Task instructions> Carry on the review of EA Sports PGA Tour below, picking up right after its final line.

EA is back in the Golf game, playing catch up behind 2K’s effort. Eight years on from its last game, they’ve had to start from scratch – for better and worse.

It’s in the game. The slogan of EA Sports is one of gaming’s most enduring marketing ticks - though for EA Sports PGA Tour, perhaps something else would be more appropriate. “Game On”, perhaps?

I say that not because of anything that is - excuse the phrase - in the game, but because of the context around the release of EA’s new golf game. The reasoning and decision-making is complicated, but the short version is much simpler: EA stopped making golf games. 2K started making them instead. And now EA is back on the block to take the fight to the upstart, PGA Tour 2K. But this isn’t as simple as a return of the king moment; EA is basically starting from scratch.

There’s only one place to experience it all, apparently.

That fact is the main caveat in EA Sports PGA Tour, in fact. You can tell this is a first run out - a new franchise, a hard reboot, rather than picking up anywhere near where 2015’s Rory McIlroy PGA Tours left off. That puts some tight constraints on what this title can accomplish - but it’s a huge positive in other areas, too.

Take the game’s 30 courses, for instance. Each has been painstakingly scanned with Lidar technology - used in everything from archaeology to car proximity sensors - in a lengthy and expensive process. That combines with EA’s always-gorgeous Frostbite engine to produce some truly luscious courses.

A degree of the joy of golf is being out on the course on a nice day, for my money, and in this EA’s latest captures the sense of wonder a course can have on a good day well. The fact that the thirty courses are mostly ones it’s difficult or near-impossible for civilian plebs to play on is, of course, an added bonus.

What's she pointing at? Answers in the comments.

Also scanned are players, but this is where the fresh start-up nature of things begins to rear its head. Rory and Tiger, previous faces of the EA franchise, are not in the game. Despite being coined as the ‘Road to the Masters’ game, neither is Jon Rahm, the current Masters champion. In most cases this is to do with 2K exclusively licensing those players - which ironically is giving our digital video game golf a whiff of the back-and-forth between the PGA Tour and the new Saudi-bankrolled LIV tournaments.

Probably the worst thing about the golfer representation in PGA Tour is the create-a-golfer system, which is rough and bare-bones. You’ll be lucky if you can make anything that actually resembles you beyond being broadly the right color. Once you’re in the career mode, there’s hooks to improve that golfer through a skill tree, experience points, and gear. It’s all familiar sports game stuff, but it all feels very surface-level, like a practice swing.

The heart of the game is the action on the course, though, and I do really like that. There’s a familiar-feeling but ultimately new default swing mechanic, plus a three-click swing that was patched in just recently. Each stroke considers the wind, the loft, backspin - all of those things. It’s a realistic simulation, and one that gets ugly and slippery on the green in a way that feels characteristically accurate to the real game - even if it’ll frustrate some.

That feeling when you sink a hole.

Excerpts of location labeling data
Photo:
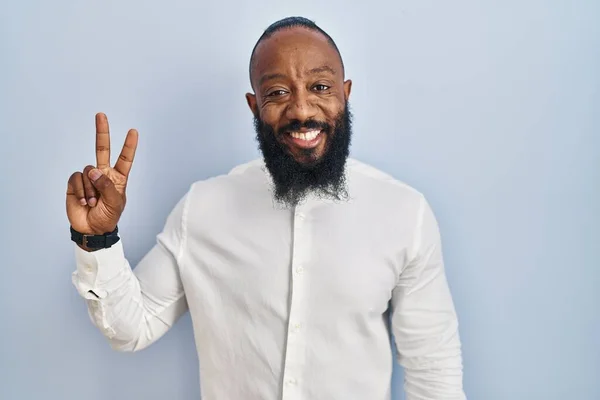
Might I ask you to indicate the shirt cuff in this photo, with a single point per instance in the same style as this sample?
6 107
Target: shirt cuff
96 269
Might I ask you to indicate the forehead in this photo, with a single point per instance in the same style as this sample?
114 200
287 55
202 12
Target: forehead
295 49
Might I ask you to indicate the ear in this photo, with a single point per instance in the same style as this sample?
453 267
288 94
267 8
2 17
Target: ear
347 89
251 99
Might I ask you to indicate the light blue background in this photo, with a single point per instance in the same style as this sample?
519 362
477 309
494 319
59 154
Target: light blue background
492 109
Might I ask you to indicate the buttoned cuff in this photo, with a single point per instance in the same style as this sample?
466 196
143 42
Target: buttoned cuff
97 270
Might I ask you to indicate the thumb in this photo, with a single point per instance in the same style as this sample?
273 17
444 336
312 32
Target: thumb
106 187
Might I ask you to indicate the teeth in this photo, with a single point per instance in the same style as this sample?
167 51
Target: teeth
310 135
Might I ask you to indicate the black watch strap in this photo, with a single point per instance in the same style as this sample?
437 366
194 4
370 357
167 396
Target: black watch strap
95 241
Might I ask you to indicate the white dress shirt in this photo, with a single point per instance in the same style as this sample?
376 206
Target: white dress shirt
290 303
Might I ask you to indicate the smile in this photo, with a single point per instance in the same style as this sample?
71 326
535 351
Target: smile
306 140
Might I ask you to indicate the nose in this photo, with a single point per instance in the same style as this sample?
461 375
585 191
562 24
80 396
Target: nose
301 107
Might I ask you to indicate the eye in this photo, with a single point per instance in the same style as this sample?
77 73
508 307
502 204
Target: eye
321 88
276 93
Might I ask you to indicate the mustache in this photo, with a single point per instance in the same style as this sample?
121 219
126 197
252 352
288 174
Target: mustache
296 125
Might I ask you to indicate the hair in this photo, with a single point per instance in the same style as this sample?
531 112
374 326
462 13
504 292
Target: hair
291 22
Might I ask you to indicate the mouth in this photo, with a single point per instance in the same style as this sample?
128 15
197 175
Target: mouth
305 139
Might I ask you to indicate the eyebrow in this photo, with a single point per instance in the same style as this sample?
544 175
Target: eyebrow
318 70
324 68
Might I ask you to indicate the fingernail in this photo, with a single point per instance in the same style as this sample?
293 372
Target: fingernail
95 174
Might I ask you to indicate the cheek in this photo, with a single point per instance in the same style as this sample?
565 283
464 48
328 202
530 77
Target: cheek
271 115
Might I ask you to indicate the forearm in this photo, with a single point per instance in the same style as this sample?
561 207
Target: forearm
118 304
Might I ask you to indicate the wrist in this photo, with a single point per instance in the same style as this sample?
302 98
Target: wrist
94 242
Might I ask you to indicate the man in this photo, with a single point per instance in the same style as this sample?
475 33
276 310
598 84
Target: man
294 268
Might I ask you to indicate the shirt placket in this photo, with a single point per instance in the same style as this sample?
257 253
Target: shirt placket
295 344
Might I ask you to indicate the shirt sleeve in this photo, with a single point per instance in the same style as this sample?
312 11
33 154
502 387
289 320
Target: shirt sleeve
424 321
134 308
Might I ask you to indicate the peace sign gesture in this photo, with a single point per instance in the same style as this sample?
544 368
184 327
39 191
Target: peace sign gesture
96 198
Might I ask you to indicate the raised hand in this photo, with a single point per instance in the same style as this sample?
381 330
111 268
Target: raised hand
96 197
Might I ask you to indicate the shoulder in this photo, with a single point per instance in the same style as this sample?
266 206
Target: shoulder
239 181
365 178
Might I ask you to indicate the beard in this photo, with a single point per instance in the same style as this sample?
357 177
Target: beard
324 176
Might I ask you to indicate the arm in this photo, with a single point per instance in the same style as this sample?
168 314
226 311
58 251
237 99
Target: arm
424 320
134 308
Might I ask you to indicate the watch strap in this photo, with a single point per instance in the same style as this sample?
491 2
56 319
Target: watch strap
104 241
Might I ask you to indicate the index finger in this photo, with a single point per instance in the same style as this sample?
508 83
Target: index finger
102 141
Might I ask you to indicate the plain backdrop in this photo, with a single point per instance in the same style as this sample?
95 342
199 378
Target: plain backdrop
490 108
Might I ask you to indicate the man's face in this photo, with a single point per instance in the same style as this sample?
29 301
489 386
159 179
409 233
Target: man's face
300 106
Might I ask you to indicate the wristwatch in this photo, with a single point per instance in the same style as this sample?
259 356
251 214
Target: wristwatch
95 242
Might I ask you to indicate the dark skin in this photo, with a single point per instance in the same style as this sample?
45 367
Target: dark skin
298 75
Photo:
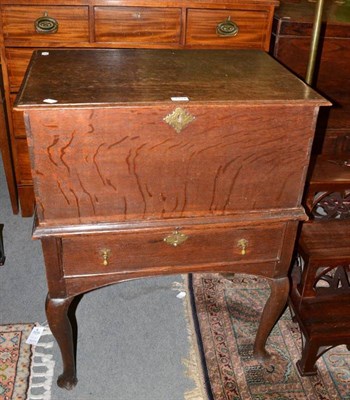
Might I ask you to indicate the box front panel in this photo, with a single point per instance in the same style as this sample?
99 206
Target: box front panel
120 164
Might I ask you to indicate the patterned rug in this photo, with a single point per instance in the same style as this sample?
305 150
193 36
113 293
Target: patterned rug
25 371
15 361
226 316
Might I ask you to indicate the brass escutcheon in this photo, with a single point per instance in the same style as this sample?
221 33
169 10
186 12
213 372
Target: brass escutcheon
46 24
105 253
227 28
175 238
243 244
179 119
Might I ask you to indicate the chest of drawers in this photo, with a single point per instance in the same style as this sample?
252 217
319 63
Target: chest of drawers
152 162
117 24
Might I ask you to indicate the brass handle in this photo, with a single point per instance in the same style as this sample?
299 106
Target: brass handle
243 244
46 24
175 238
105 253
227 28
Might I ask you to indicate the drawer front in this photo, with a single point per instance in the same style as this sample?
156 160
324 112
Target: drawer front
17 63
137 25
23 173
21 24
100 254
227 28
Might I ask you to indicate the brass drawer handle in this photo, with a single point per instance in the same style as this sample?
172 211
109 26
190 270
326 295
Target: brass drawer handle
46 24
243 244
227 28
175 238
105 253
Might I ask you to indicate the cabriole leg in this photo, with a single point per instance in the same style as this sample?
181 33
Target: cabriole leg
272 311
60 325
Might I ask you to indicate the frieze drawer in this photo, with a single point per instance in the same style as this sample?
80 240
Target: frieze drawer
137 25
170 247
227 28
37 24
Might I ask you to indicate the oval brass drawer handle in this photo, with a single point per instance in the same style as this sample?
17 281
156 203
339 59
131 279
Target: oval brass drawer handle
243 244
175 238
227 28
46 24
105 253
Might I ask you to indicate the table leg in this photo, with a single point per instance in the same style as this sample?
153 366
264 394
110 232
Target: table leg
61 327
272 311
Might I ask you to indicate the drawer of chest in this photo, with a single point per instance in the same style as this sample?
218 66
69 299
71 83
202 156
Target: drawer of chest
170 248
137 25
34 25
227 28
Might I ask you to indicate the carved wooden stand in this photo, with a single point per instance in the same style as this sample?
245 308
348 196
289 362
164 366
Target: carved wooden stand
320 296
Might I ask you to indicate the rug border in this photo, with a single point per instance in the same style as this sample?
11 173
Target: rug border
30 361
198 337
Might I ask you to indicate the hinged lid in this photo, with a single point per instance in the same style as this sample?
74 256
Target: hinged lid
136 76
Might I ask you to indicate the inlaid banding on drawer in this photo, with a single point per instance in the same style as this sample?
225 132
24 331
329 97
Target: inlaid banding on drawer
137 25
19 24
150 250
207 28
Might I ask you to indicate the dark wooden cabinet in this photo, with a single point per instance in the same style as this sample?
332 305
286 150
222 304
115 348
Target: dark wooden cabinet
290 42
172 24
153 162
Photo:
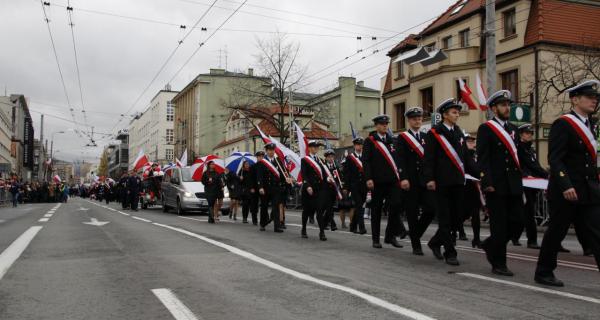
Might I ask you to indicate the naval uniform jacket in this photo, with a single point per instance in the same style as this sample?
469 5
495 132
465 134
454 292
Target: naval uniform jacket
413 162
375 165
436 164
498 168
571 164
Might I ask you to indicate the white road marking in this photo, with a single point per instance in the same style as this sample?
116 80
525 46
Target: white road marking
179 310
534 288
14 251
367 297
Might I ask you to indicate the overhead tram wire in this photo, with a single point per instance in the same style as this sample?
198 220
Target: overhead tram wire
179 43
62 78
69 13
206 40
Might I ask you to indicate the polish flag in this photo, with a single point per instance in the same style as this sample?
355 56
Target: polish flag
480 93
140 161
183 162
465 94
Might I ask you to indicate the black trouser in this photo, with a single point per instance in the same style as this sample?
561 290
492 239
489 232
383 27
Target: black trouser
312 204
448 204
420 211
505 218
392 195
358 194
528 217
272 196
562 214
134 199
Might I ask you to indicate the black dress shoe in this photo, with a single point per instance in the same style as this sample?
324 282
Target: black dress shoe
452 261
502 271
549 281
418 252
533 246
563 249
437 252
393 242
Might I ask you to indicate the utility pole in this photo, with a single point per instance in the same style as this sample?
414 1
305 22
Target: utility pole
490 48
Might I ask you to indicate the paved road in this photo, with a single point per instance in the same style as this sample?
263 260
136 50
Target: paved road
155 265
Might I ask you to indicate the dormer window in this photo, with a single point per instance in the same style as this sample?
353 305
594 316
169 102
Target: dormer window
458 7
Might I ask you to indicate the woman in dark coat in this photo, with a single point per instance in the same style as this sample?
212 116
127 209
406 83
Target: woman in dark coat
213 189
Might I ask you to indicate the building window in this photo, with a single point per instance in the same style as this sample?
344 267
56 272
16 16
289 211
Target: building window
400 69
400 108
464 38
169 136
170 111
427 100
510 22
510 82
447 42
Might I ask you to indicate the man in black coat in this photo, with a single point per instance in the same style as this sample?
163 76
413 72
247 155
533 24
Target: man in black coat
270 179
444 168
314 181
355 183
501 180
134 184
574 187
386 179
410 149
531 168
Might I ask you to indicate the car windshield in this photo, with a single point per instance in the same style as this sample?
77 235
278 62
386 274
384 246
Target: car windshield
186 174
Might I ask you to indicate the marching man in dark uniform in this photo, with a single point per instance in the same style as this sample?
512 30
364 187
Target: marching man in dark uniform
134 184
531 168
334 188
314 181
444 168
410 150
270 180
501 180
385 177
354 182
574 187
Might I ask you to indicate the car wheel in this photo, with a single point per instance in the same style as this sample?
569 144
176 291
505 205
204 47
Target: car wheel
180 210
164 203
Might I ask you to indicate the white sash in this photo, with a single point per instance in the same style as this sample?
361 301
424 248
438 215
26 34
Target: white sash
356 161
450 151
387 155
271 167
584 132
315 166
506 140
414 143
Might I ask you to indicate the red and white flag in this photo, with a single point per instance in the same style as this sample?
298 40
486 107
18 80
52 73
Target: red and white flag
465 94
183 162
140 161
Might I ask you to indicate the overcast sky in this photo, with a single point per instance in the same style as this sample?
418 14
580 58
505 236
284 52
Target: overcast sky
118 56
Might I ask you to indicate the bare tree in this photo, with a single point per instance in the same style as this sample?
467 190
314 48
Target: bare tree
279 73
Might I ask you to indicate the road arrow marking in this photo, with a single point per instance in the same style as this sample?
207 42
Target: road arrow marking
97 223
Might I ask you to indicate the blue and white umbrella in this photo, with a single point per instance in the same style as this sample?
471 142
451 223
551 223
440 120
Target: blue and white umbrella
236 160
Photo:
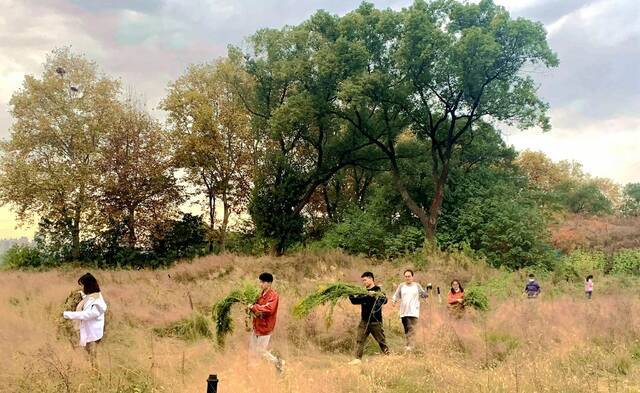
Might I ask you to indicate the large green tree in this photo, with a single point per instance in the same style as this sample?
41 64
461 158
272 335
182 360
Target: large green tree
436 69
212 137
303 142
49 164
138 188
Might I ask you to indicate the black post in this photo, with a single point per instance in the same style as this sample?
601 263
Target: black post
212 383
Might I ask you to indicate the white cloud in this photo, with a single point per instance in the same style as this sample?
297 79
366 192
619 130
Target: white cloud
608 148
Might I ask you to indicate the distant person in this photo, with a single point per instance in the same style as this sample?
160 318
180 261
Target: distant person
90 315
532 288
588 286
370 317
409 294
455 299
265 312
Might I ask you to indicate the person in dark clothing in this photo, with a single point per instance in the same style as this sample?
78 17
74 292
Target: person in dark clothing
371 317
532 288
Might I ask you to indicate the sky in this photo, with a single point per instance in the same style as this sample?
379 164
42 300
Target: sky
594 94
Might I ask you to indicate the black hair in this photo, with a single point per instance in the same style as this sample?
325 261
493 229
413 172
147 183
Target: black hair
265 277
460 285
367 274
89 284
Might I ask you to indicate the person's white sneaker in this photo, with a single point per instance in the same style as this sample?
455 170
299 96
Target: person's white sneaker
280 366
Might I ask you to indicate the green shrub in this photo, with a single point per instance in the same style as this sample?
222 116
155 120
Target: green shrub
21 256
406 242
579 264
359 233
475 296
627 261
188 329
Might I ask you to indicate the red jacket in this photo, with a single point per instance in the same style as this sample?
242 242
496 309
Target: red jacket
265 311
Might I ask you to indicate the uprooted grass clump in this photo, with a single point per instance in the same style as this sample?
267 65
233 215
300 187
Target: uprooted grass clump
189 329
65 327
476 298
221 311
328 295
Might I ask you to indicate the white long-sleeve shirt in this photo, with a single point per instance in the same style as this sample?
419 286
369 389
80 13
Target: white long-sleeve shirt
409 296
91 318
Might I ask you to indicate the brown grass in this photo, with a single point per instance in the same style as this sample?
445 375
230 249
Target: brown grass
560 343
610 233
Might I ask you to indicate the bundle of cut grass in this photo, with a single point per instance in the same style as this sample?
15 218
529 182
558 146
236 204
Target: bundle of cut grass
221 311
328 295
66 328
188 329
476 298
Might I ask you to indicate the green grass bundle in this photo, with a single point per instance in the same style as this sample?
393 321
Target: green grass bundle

Result of this task>
At the same time, there’s some concessions to arcadey play that just don't feel in touch with the highly accurate vision of golf the game otherwise presents. Old Tiger Woods players will remember mashing a button during your backswing and when the ball is in mid-air in order to add extra spin and influence how the ball moves once it lands. This is completely unrealistic on the course unless you’re Obi-Wan Kenobi - and yet here it is, bedded into EA’s serious simulation. That feels like a hang-up from a bygone era.

By the same token, though, you feel compelled to use it. Part of that is because of how relentlessly crap your created golfer is at the start of their career - which combines with the unforgiving nature of the primary swing mechanic to make those early rounds sadistically brutal. As you gain EXP and improve your golfer, it makes the system more forgiving to less-than-ideal inputs - but that comes later, after hours of potential misery.

This sounds like a lot of complaining. And I suppose it is. But I can’t stress enough that I’m still enjoying my time with EA Sports’ first golf outing in the better part of a decade. The company seems dedicated to improving this game through patches and updates. And there’s the inevitability of a sequel down the line, where a strong on-course foundation can be tweaked and built upon.

Golf style.

In a sense, one might say that this tees up the future of EA’s golf franchise. To keep the excruciating analogy going, they’re still on the driving range - but the foundation is there to put them in good stead for when they hit the course for real, which will probably be with a much more fully-featured game next year. EA has already pushed a couple of strong patches, so this isn’t so say you should wait for a sequel. You just need to understand, going in, that this won’t be as feature-packed as the golf games you remember.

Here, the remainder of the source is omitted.